**EXERCISE AIM:**
Rewrite the rows starting at the line that contains "Emit bounding boxes for: window pane" and ending at the line that contains "[77,32,93,52]", replacing "Emit" with "Return" and keeping everything else the same. Leave the pictures out.

**RECORDS FOR THIS TASK:**
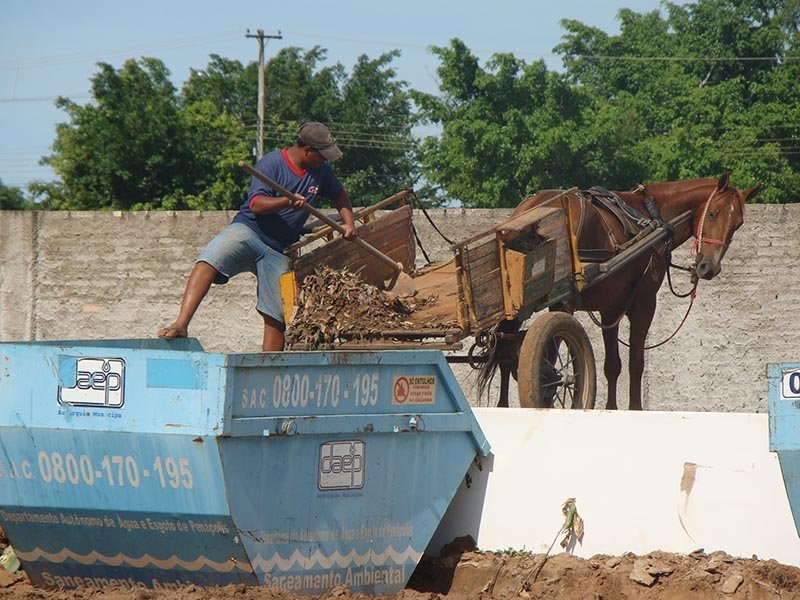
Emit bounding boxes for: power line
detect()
[0,31,241,71]
[564,54,800,62]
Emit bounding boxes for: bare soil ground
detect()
[0,530,800,600]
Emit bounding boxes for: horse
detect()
[479,173,761,410]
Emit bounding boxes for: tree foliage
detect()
[0,179,31,210]
[416,0,800,206]
[31,47,415,210]
[25,0,800,210]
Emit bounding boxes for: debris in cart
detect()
[286,266,457,350]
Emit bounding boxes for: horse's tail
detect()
[477,344,500,398]
[475,319,522,398]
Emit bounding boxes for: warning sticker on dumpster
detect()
[392,375,436,404]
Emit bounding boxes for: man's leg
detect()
[158,262,219,340]
[261,313,285,352]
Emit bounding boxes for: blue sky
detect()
[0,0,676,187]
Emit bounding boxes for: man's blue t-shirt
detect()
[233,148,344,252]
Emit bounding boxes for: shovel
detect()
[239,160,417,295]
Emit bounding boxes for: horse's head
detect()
[693,173,761,279]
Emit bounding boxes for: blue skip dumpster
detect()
[0,339,489,594]
[767,363,800,534]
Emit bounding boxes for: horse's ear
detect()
[742,183,761,204]
[717,171,731,192]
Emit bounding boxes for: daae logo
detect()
[317,440,364,490]
[58,358,125,408]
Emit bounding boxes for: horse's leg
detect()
[602,315,622,410]
[628,288,657,410]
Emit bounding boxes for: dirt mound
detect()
[0,544,800,600]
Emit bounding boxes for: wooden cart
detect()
[284,188,688,408]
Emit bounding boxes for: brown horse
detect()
[494,173,761,410]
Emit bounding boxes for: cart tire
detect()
[519,312,597,408]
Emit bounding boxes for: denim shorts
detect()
[197,223,289,323]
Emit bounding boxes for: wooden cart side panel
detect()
[290,205,416,286]
[459,236,504,329]
[537,211,573,288]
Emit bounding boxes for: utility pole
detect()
[245,29,283,160]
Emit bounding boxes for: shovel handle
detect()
[239,160,403,273]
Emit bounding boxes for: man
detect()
[158,122,356,352]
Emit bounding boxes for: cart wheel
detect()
[519,312,597,408]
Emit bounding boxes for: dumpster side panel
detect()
[221,432,475,595]
[0,341,225,435]
[220,351,489,594]
[0,427,255,588]
[767,363,800,534]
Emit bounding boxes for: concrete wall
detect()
[429,408,800,566]
[0,205,800,412]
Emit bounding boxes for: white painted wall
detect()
[429,408,800,566]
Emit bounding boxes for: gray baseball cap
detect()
[298,121,342,162]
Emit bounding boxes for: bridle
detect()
[692,188,728,255]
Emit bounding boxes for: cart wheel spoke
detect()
[518,312,596,408]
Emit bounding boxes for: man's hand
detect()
[287,194,306,210]
[342,223,357,240]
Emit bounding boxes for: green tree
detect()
[556,0,800,202]
[414,40,591,207]
[44,58,187,209]
[0,179,31,210]
[42,47,415,210]
[415,0,800,206]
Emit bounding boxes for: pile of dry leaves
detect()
[286,266,444,350]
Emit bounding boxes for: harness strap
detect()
[692,188,728,255]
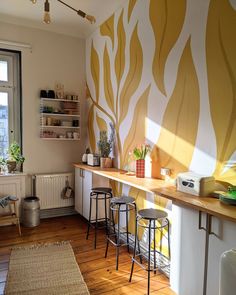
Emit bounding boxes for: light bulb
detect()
[43,0,51,24]
[43,11,51,24]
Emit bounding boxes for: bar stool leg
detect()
[111,210,117,244]
[116,205,120,270]
[104,194,108,235]
[153,220,157,274]
[86,194,92,240]
[147,221,152,295]
[94,194,98,249]
[129,215,138,282]
[105,207,112,258]
[126,205,129,253]
[134,203,143,264]
[167,219,171,260]
[160,228,163,253]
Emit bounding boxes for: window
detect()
[0,50,21,156]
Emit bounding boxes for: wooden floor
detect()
[0,216,175,295]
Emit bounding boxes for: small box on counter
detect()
[177,172,215,197]
[87,154,100,166]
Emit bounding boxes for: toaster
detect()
[87,154,100,166]
[177,172,215,197]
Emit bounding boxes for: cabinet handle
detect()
[198,211,219,238]
[79,169,84,178]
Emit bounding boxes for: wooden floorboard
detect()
[0,216,175,295]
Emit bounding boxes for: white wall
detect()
[0,22,87,185]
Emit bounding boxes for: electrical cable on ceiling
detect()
[30,0,96,24]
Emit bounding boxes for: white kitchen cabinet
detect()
[75,168,109,220]
[75,168,83,215]
[170,205,236,295]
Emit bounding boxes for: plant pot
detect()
[7,161,16,173]
[136,159,145,178]
[100,157,112,168]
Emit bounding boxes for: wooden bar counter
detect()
[74,164,236,295]
[74,164,236,222]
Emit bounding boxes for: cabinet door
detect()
[207,217,236,295]
[83,170,92,220]
[75,168,83,215]
[170,205,206,295]
[92,174,110,218]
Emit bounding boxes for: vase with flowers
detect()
[133,144,150,178]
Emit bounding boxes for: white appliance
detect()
[220,249,236,295]
[177,172,215,196]
[87,154,100,166]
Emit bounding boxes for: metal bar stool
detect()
[129,209,170,294]
[86,187,112,249]
[105,196,140,270]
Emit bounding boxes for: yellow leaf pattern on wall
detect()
[206,0,236,184]
[121,86,150,168]
[115,10,126,85]
[128,0,137,22]
[96,114,107,131]
[100,14,114,48]
[88,105,96,153]
[90,43,100,102]
[103,45,115,114]
[157,39,199,175]
[149,0,186,95]
[119,25,143,125]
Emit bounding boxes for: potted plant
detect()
[0,157,8,173]
[7,141,25,173]
[133,144,151,178]
[98,124,114,168]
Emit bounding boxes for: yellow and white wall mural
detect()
[86,0,236,247]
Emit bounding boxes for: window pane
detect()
[0,92,9,156]
[0,60,8,82]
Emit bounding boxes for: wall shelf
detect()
[40,97,80,103]
[40,137,80,141]
[40,96,80,141]
[41,125,80,129]
[41,113,80,117]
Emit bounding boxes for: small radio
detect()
[177,172,215,197]
[87,154,100,166]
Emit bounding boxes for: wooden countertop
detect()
[74,164,236,222]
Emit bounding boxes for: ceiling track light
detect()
[30,0,96,24]
[43,0,51,24]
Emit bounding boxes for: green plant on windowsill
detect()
[0,141,25,173]
[0,157,8,173]
[98,123,115,168]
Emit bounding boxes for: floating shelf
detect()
[40,97,79,103]
[40,113,80,117]
[40,137,80,141]
[41,125,80,129]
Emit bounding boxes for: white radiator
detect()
[35,173,74,209]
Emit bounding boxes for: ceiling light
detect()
[43,0,51,24]
[30,0,96,24]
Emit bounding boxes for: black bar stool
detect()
[86,187,112,249]
[105,196,140,270]
[129,209,170,294]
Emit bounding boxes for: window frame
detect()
[0,48,23,157]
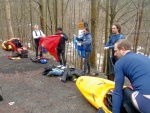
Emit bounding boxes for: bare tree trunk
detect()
[103,0,110,72]
[61,0,64,28]
[5,0,14,39]
[47,0,54,34]
[109,0,117,33]
[133,0,145,52]
[40,0,45,32]
[90,0,99,67]
[54,0,57,31]
[29,0,34,50]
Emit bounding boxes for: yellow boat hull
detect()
[2,41,12,51]
[76,76,115,113]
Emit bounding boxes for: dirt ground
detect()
[0,48,97,113]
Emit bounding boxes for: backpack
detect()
[20,48,28,58]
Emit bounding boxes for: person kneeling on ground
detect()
[76,27,93,74]
[112,39,150,113]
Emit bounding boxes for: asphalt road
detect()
[0,48,97,113]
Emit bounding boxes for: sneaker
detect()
[61,66,66,69]
[57,65,63,67]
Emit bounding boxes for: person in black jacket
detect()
[55,27,68,67]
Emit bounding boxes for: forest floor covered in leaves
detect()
[0,48,97,113]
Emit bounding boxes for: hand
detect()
[104,47,109,50]
[78,42,81,46]
[73,34,77,37]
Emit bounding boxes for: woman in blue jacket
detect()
[77,27,93,74]
[104,24,124,81]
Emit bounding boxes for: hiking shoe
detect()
[57,65,63,67]
[61,66,66,69]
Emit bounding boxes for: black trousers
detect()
[84,52,91,74]
[57,48,66,66]
[123,87,140,113]
[34,38,43,57]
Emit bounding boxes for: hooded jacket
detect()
[77,32,93,52]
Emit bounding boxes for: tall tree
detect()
[90,0,99,67]
[40,0,46,32]
[133,0,145,52]
[54,0,58,31]
[103,0,110,72]
[5,0,14,39]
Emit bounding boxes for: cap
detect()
[57,27,62,31]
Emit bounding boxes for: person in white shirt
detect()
[32,25,45,57]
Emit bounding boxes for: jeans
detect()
[84,52,91,74]
[57,49,66,66]
[34,38,42,57]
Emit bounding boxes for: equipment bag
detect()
[20,48,28,58]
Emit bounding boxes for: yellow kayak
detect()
[2,41,12,51]
[76,76,115,113]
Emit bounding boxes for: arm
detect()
[40,30,45,37]
[112,61,124,113]
[81,35,92,46]
[32,31,40,39]
[104,37,112,50]
[106,34,124,49]
[63,33,68,41]
[76,36,83,41]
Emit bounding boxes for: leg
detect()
[86,53,91,74]
[84,52,91,74]
[57,49,62,65]
[34,38,40,57]
[62,50,66,66]
[123,87,140,113]
[131,91,150,113]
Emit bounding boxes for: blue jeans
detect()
[84,52,91,74]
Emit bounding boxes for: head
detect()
[112,24,121,34]
[114,39,131,59]
[57,27,62,33]
[83,27,90,34]
[33,24,39,30]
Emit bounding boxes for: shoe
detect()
[56,65,63,67]
[61,66,66,69]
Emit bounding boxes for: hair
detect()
[113,24,121,33]
[116,39,132,50]
[84,27,90,32]
[33,24,39,27]
[57,27,62,31]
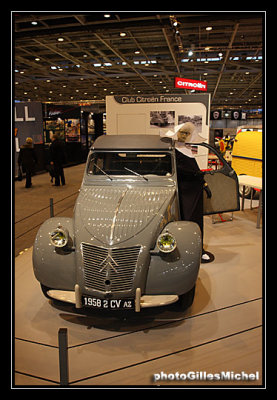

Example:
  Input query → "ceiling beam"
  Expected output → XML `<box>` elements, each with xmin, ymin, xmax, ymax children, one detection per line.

<box><xmin>94</xmin><ymin>33</ymin><xmax>158</xmax><ymax>93</ymax></box>
<box><xmin>211</xmin><ymin>23</ymin><xmax>239</xmax><ymax>103</ymax></box>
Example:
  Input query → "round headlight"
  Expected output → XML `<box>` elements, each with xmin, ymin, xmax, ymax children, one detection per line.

<box><xmin>157</xmin><ymin>232</ymin><xmax>177</xmax><ymax>253</ymax></box>
<box><xmin>50</xmin><ymin>226</ymin><xmax>69</xmax><ymax>247</ymax></box>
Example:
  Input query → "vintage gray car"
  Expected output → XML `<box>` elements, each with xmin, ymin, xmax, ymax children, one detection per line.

<box><xmin>33</xmin><ymin>135</ymin><xmax>239</xmax><ymax>312</ymax></box>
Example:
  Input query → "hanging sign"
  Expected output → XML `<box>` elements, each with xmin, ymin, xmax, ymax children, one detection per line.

<box><xmin>174</xmin><ymin>78</ymin><xmax>207</xmax><ymax>92</ymax></box>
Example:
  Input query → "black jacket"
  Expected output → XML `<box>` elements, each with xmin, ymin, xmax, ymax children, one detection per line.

<box><xmin>17</xmin><ymin>144</ymin><xmax>38</xmax><ymax>170</ymax></box>
<box><xmin>49</xmin><ymin>139</ymin><xmax>66</xmax><ymax>164</ymax></box>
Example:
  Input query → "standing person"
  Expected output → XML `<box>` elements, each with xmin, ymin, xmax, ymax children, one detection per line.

<box><xmin>175</xmin><ymin>122</ymin><xmax>214</xmax><ymax>263</ymax></box>
<box><xmin>49</xmin><ymin>134</ymin><xmax>65</xmax><ymax>186</ymax></box>
<box><xmin>17</xmin><ymin>137</ymin><xmax>38</xmax><ymax>188</ymax></box>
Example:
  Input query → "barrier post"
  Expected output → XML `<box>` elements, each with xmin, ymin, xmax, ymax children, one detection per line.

<box><xmin>58</xmin><ymin>328</ymin><xmax>68</xmax><ymax>386</ymax></box>
<box><xmin>50</xmin><ymin>197</ymin><xmax>54</xmax><ymax>218</ymax></box>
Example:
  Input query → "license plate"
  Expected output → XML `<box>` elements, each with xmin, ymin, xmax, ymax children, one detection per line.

<box><xmin>83</xmin><ymin>296</ymin><xmax>135</xmax><ymax>310</ymax></box>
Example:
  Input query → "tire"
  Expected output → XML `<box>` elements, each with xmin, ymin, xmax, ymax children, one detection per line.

<box><xmin>179</xmin><ymin>285</ymin><xmax>195</xmax><ymax>310</ymax></box>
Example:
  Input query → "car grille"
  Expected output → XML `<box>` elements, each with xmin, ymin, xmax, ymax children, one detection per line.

<box><xmin>82</xmin><ymin>243</ymin><xmax>141</xmax><ymax>292</ymax></box>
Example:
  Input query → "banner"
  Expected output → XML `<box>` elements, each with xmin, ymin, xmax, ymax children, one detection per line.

<box><xmin>174</xmin><ymin>78</ymin><xmax>207</xmax><ymax>92</ymax></box>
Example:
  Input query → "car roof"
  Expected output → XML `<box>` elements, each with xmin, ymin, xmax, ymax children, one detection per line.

<box><xmin>91</xmin><ymin>134</ymin><xmax>173</xmax><ymax>150</ymax></box>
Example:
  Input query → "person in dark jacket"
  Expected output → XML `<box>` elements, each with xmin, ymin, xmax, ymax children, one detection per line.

**WRITTEN RESPONSE:**
Return bounding boxes for: window pane
detect()
[0,92,9,156]
[0,60,8,82]
Return bounding boxes for: wall shelf
detect()
[40,97,80,103]
[40,137,80,141]
[40,96,80,141]
[41,125,80,129]
[41,113,80,117]
Return bounding boxes for: small radio
detect()
[177,172,215,197]
[87,154,100,166]
Return bounding boxes for: wooden countertop
detect()
[74,164,236,222]
Return bounding boxes for: ceiling track light
detect()
[30,0,96,24]
[43,0,51,24]
Return bounding boxes for: green plant on windowsill
detect()
[0,141,25,173]
[0,157,8,173]
[98,123,115,168]
Return bounding boxes for: floating shelf
detect()
[40,97,79,103]
[40,113,80,117]
[40,137,80,141]
[41,125,80,129]
Return bounding boxes for: white radiator
detect()
[35,173,74,209]
Return bounding boxes for: ceiling light
detect()
[43,0,51,24]
[30,0,96,24]
Return bounding boxes for: black bar stool
detect()
[86,187,112,249]
[105,196,140,270]
[129,209,170,294]
Return bounding boxes for: window frame
detect()
[0,48,23,157]
Return bounding boxes for: bare tree trunk
detect()
[103,0,110,72]
[61,0,64,28]
[5,0,14,39]
[47,0,54,34]
[109,0,117,33]
[133,0,145,52]
[40,0,45,32]
[90,0,99,67]
[54,0,57,31]
[29,0,34,50]
Return bounding boxes for: yellow boat hull
detect()
[2,41,12,51]
[76,76,115,113]
Return bounding boxes for: dirt ground
detect()
[0,48,97,113]
Return bounding boxes for: backpack
detect()
[20,48,28,58]
Return bounding boxes for: person kneeling on ground
detect()
[76,27,93,74]
[112,39,150,113]
Return bounding boxes for: asphalt road
detect()
[0,48,97,113]
Return bounding boxes for: sneaker
detect()
[61,66,66,69]
[57,65,63,67]
Return bounding boxes for: person in black jacket
detect()
[55,27,68,67]
Return bounding boxes for: forest floor covered in leaves
detect()
[0,48,97,113]
Return bounding boxes for: hand
detect()
[104,47,109,50]
[78,42,81,46]
[73,34,77,37]
Return bounding boxes for: woman in blue jacket
detect()
[77,27,93,74]
[104,24,124,81]
Return bounding boxes for: hiking shoe
detect()
[57,65,63,67]
[61,66,66,69]
Return bounding boxes for: black trousers
detect()
[84,52,91,74]
[57,48,66,66]
[123,87,140,113]
[34,38,43,57]
Return bounding boxes for: hooded jacket
detect()
[77,32,93,52]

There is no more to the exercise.